══ Given data

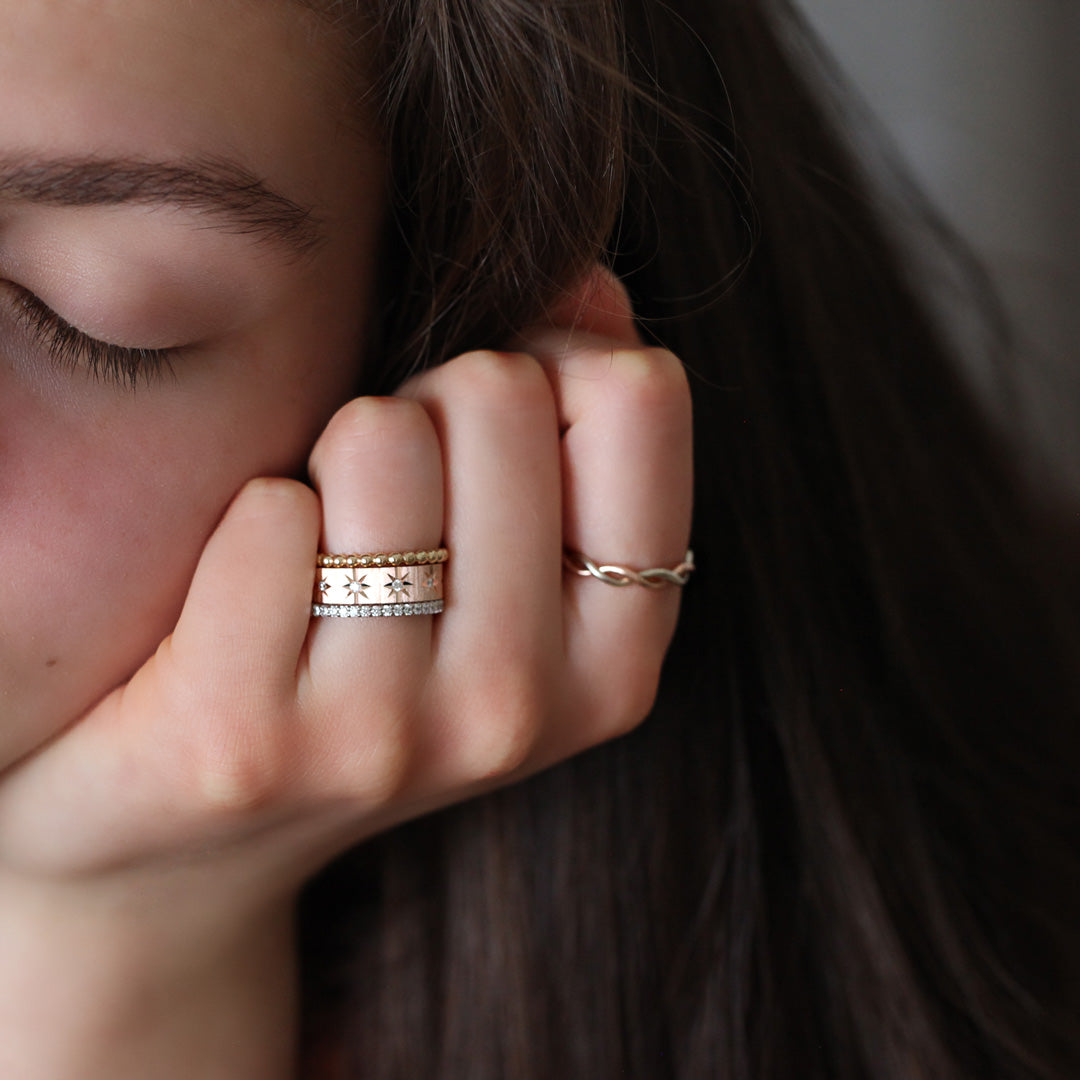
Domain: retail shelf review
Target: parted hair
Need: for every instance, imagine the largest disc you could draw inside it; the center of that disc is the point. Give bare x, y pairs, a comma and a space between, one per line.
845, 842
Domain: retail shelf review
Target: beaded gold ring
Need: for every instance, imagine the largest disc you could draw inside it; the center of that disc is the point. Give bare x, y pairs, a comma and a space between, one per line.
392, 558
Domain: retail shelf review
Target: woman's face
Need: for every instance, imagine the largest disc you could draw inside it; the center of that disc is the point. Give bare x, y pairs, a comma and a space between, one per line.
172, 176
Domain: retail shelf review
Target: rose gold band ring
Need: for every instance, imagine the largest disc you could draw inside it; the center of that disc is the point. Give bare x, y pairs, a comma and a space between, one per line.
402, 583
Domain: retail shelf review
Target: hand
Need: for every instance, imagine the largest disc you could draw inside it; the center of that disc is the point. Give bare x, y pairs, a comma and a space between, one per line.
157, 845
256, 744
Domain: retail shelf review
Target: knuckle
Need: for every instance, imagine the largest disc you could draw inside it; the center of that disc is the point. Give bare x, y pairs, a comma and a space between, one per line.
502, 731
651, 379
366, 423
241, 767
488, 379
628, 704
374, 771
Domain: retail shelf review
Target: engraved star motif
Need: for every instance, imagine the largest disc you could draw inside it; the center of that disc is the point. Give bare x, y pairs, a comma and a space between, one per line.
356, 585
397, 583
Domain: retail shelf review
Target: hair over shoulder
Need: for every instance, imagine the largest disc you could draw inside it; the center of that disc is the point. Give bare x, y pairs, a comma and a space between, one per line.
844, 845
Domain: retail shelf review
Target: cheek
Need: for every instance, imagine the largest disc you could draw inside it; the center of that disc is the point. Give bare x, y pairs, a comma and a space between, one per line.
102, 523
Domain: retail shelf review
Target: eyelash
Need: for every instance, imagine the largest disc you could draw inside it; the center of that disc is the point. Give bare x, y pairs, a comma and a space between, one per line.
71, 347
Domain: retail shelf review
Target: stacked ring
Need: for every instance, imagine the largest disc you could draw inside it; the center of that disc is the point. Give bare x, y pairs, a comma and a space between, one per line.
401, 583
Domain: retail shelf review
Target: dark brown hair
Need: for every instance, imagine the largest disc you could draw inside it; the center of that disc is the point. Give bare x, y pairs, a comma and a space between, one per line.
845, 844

════

* Problem details *
Set down the material exactly, every line of it, except for the pictures.

* Exercise response *
Domain: retail shelf review
Target: parted hair
Need: for every instance, imagine the largest disc you could draw inside it; the center of that disc is the point. Give bare x, y pairs, a comma and a space between, one per line.
845, 842
Domain: retail shelf review
Target: beaded gold ring
Need: for every instance, imagine the largest disc you could draw inside it; the center of that disc is the point. Give bare x, y pairs, a comma and a space between, one per line.
392, 558
Domain: retail shelf review
Target: woman's face
Need: for every instance, imagine the largest disc you could draw inside it; the center of that disc is the point. Give bare x, y pairs, a comma and a space between, one per line.
172, 176
Domain: retail shelf review
Target: rose gold band ring
Need: for every instance, imagine the largest disc you could draw inside it; the center of that disc is the point. Give bare x, y pairs, a comma and a space between, one per line.
402, 583
Domain: retail shelf review
Target: hand
Need: for every instance, imagine the largest disc you could draw inside it; the center of that disc is the point. Give bare x, y pairs, a comma and a space between, one per line.
157, 845
256, 744
Domain: retail shelf review
Target: knuckle
Need: for every instance, imagine the largest disc you could draw inside it; the center of that disc is the point. Give bare x, y pairs, a comma and a space between, one per line.
502, 731
651, 379
366, 423
241, 767
488, 379
628, 704
374, 771
Domain: retail shelf review
Target: engraved star motif
Need: for every instance, imagine the largest disc you could draw inside it; the center of that disc is the point. Give bare x, y pairs, a comma and a space between, one per line.
356, 585
397, 583
Domain: retail shelf review
Target: hair over shoulder
Need: for every instance, imagine the largest disc you could draw inside it; the center of that disc is the point. Give bare x, y pairs, a comma and a space between, one per line.
844, 845
Domain: retail shelf review
Target: cheek
Need: for every instance, imagine the largest disc you could draw inside it; the center of that disc is the point. Give bare x, y pairs, a comma and a space between, one per line.
102, 523
Domain: retail shelf review
Target: eyelash
Need: for every instance, imagine the largest disc you could draw inside it; the center of that disc is the point. Give bare x, y pairs, a comma and a space between, one per line.
71, 347
Domain: retail shelf review
Target: stacked ring
Need: for every instance, imagine the largest disc you could draw inside it; the center of that disc is the point. Give bare x, y pairs, a comma and a space between, one per line.
401, 583
Domain: retail shelf review
Target: dark brown hair
Need: for every instance, imagine the largest disc you could draw inside it; the center of that disc is the point. Give bare x, y pairs, a comma and a space between, one per line.
845, 844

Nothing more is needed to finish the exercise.